| CONSIGNE 1 |
Veuillez dire si chacune des affirmations (a), (b) et (c) concorde avec l'extrait fourni, en répondant par oui ou non et en citant les mots décisifs du texte. (a) La vente de masques et de gels a surtout profité à la marge au quatrième trimestre. (b) La part des médicaments chers dans le chiffre d'affaires du médicament a baissé de 3 % l'an dernier. (c) L'honoraire pour les ordonnances spécifiques reste à 3,50 euros.
| CONSIGNE 2 |
Recopiez tout le passage de l'extrait fourni qui va de « Côté positif de » jusqu'à « à 3,50 euros. », en remplaçant « pharmaciens » par « titulaires d'officine ».

| EXTRAIT FOURNI |
-------------------------

Côté positif de la crise, la vente de masques et de gels a agi comme un puissant booster de marge, tout particulièrement au quatrième trimestre. Comme l’analyse Nicolas Baldo, expert-comptable chez KPMG, cet apport bénéfique est venu compenser deux éléments structurels dans la composition de la marge.
Il pointe ainsi la hausse des ventes en médicaments chers, phénomène qui ne laisse pas d’inquiéter les pharmaciens parce qu’infléchissant la marge. D'autant que leur part dans le chiffre d'affaires du médicament a augmenté de 3 % au cours de l'année dernière. Autre facteur négatif, la réforme de la MDL en 2020 a introduit un taux de marge plafonné à 10 % pour le médicament princeps sur les 5 tranches tandis que l’honoraire pour les ordonnances spécifiques reste à 3,50 euros.

-------------------------

| DONNÉES FOURNIES |
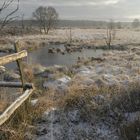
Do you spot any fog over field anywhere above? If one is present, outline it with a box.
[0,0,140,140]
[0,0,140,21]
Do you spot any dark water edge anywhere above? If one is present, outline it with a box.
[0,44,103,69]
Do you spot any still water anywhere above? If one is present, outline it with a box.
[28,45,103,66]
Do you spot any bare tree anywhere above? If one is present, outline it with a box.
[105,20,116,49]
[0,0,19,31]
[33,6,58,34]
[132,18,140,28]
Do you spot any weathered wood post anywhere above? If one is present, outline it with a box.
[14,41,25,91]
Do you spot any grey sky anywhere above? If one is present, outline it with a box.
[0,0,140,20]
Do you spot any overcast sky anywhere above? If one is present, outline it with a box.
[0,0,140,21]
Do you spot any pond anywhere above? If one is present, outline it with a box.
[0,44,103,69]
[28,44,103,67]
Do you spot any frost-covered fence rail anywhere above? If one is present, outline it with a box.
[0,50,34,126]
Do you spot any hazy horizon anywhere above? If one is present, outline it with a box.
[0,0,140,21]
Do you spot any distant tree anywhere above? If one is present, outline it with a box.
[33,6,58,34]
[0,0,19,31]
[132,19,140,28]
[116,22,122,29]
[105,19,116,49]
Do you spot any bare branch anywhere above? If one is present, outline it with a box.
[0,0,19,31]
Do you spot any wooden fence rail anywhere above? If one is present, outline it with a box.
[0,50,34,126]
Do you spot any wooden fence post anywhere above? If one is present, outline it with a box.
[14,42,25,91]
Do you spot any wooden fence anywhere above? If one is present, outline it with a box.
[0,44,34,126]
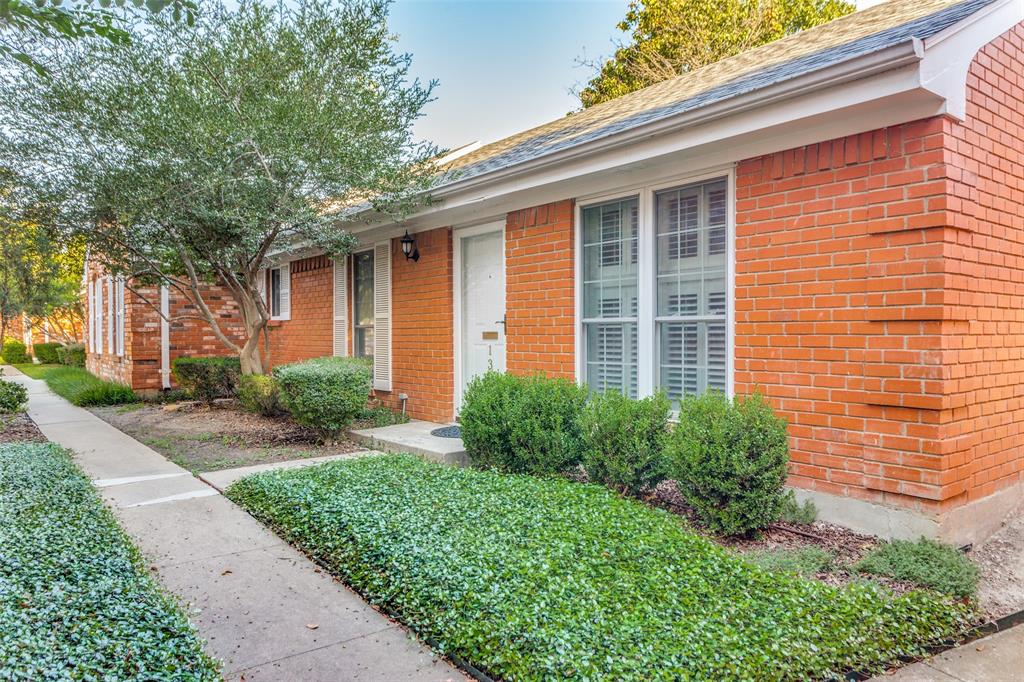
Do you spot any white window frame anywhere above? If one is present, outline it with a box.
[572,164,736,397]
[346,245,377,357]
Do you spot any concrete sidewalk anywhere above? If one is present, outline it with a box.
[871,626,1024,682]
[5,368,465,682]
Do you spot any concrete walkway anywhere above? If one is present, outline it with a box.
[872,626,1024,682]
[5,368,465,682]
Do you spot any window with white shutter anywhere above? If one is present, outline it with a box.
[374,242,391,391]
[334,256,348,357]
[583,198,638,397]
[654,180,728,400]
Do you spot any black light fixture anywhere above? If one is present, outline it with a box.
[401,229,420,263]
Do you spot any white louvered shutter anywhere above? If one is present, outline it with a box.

-------------------------

| ZONE DE RÉPONSE 1 |
(a) Oui : « tout particulièrement au quatrième trimestre ».
(b) Non : « a augmenté de 3 % au cours de l'année dernière ».
(c) Oui : « l’honoraire pour les ordonnances spécifiques reste à 3,50 euros ».

| ZONE DE RÉPONSE 2 |
Côté positif de la crise, la vente de masques et de gels a agi comme un puissant booster de marge, tout particulièrement au quatrième trimestre. Comme l’analyse Nicolas Baldo, expert-comptable chez KPMG, cet apport bénéfique est venu compenser deux éléments structurels dans la composition de la marge.
Il pointe ainsi la hausse des ventes en médicaments chers, phénomène qui ne laisse pas d’inquiéter les titulaires d'officine parce qu’infléchissant la marge. D'autant que leur part dans le chiffre d'affaires du médicament a augmenté de 3 % au cours de l'année dernière. Autre facteur négatif, la réforme de la MDL en 2020 a introduit un taux de marge plafonné à 10 % pour le médicament princeps sur les 5 tranches tandis que l’honoraire pour les ordonnances spécifiques reste à 3,50 euros.